* Extrait du document:
------

Cheveux grisonnants, les sillons du visage creusés par le temps, les mains marquées par les décennies de dur labeur, les chibanis ont payé de leur santé la reconstruction de la France après la Seconde Guerre mondiale, tout en soutenant leur pays d’origine via les transferts d’argent.
Les forçats des Trente Glorieuses ont vu les années s’égrainer. Les plus chanceux les ont passées avec leur famille à leur côté à la faveur du regroupement familial. De nombreux autres n’avaient pour seule famille que leurs voisins du foyer Sonacotra (rebaptisé foyer Adoma). La famille restée au pays ne revoyait le père émigré que quelques mois dans l’année. Un père par intermittence qui n’a jamais pu concevoir la gravité de son absence du pays, ni profiter de sa présence en France.
Aujourd’hui, le chibani, ce Maghrébin aux cheveux gris, est à la retraite. Une maigre pension qui le met dans un dilemme : Rester en France et vivre chichement, ou profiter de ses vieux jours en rentrant au pays où la vie est moins chère ? Bénéficier de la couverture maladie et du système de santé en France ou tenter de rattraper les années perdues auprès des siens dans sa terre natale ?

------

* Lignes fournies:

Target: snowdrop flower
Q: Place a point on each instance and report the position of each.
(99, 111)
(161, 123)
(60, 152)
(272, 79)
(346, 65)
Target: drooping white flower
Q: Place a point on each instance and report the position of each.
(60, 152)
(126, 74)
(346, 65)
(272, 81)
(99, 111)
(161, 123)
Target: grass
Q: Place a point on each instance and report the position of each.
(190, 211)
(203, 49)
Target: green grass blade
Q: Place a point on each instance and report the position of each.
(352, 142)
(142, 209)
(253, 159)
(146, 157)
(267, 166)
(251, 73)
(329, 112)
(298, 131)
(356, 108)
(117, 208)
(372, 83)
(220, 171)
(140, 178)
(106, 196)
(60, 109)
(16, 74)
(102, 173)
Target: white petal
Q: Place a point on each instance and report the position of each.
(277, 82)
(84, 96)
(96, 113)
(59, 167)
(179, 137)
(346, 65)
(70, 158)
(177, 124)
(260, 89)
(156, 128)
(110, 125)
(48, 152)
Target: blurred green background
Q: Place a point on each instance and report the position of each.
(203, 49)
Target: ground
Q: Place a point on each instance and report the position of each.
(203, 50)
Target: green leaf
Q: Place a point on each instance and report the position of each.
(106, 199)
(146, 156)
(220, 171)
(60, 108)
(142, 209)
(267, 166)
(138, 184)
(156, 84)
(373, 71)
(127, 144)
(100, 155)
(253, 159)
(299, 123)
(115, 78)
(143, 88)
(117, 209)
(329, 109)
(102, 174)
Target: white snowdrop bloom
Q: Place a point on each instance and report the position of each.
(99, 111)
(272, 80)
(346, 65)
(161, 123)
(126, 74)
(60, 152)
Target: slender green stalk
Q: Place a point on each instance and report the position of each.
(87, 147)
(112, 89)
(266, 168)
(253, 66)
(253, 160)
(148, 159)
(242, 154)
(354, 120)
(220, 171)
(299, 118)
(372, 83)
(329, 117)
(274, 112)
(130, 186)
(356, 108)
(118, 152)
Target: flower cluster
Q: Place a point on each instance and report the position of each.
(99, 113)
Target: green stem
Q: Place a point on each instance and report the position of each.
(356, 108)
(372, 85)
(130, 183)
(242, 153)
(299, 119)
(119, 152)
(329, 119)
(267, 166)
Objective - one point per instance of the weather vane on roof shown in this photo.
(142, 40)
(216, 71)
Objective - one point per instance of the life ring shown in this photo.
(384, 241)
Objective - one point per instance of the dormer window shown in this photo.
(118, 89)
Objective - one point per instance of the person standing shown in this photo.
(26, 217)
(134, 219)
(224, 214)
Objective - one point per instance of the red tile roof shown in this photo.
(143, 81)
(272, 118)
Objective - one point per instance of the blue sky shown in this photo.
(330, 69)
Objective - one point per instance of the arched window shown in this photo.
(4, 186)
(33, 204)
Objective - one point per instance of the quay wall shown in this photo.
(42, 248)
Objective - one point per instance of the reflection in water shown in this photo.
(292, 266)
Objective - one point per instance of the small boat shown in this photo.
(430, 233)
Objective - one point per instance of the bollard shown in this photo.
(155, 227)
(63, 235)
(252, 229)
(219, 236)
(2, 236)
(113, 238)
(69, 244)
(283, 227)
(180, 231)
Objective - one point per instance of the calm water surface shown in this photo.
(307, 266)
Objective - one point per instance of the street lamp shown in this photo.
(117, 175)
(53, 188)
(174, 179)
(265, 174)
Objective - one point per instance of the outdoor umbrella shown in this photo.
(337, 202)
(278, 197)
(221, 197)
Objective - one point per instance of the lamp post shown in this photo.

------

* Travail demandé: Reprenez le texte sur les chibanis après sa dernière phrase et rédigez-en la suite.

* Cadre de réponse:
«Choisir, c’est renoncer», affirmait André Gide. Mais pourquoi devoir choisir et renoncer à ce qui revient de droit ? Leurs camarades ouvriers de nationalité française n’ont jamais eu à renoncer à leur assurance maladie s’ils partaient vivre quelques mois loin de l’Hexagone. Tous ayant cotisé de la même manière, les chibanis non français devraient bénéficier des mêmes droits. Quelques associations, une poignée de femmes et d’hommes politiques ont récemment corrigé cette injustice.